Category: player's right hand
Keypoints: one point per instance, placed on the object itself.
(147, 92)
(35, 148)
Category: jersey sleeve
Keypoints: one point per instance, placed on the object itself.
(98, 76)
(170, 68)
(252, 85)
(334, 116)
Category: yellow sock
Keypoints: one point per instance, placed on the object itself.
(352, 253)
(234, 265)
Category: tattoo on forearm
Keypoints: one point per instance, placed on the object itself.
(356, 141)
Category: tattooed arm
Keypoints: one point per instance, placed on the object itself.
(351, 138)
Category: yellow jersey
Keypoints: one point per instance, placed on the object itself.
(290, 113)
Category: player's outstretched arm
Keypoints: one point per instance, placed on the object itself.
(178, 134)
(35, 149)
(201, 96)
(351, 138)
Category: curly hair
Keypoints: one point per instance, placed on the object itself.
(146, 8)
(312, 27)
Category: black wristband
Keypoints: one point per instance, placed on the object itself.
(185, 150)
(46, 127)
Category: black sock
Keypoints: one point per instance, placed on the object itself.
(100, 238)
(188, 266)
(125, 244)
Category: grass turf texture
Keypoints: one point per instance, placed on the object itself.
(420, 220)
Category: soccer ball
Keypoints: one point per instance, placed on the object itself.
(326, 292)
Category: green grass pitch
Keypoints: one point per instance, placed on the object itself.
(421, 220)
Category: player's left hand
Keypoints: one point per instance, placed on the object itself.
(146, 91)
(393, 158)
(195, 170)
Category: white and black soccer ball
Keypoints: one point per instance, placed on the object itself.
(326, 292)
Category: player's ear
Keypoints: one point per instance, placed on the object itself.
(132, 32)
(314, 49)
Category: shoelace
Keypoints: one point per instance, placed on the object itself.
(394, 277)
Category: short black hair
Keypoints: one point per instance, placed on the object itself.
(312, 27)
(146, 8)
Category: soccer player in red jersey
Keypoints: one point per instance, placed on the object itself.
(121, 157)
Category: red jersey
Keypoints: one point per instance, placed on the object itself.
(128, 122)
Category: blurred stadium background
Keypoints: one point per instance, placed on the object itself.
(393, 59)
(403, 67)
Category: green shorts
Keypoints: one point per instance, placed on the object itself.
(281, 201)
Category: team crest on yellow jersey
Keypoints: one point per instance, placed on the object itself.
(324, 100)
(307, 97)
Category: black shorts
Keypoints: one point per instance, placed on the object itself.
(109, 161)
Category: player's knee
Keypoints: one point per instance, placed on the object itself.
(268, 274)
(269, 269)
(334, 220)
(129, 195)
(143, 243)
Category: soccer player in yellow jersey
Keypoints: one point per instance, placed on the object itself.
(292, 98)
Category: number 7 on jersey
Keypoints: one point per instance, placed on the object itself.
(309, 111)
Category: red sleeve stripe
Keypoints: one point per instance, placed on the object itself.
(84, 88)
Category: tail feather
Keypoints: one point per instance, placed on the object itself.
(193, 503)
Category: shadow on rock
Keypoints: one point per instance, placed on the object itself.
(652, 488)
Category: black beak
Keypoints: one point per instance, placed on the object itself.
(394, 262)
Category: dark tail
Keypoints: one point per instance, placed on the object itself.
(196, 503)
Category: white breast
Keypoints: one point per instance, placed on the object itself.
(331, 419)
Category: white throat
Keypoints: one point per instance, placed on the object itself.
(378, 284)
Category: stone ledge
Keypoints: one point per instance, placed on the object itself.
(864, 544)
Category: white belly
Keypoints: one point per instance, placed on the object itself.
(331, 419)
=-=-=
## Set problem:
Make an exact copy of every line from the one with "Category: team crest on yellow jersey" to the end of the data, with the first and last of those lines included.

## Finished answer:
Category: team crest on yellow jersey
Keypoints: one point per instance, placed on the object itself.
(324, 100)
(307, 97)
Category: black shorts
Keypoints: one point per instance, placed on the object itself.
(109, 161)
Category: player's knee
Keypoints: one point per instance, placed on the object itself.
(268, 274)
(269, 269)
(334, 220)
(129, 195)
(143, 243)
Category: soccer player in yellow jersey
Keypoints: one point per instance, placed on the object itself.
(292, 98)
Category: number 7 on jersey
Keypoints: one point per instance, placed on the object itself.
(309, 111)
Category: red sleeve stripe
Keypoints: one point per instance, placed on the object itself.
(84, 88)
Category: tail feather
Keypoints: one point per instance, placed on the object itself.
(193, 503)
Category: shadow on rock
Keypoints: one point per instance, placed on the object itself.
(652, 488)
Category: black beak
Keypoints: one point per instance, placed on the object itself.
(394, 262)
Category: dark tail
Keypoints: one point per instance, placed on the object itself.
(196, 503)
Category: white breast
Keypoints: one point per instance, placed on the object itself.
(331, 419)
Category: white throat
Keypoints: one point per instance, placed on the object itself.
(378, 284)
Category: stone ledge
Keypoints: one point per instance, placed on the object itself.
(864, 544)
Category: white belly
Keypoints: one point per instance, placed on the object itself.
(331, 419)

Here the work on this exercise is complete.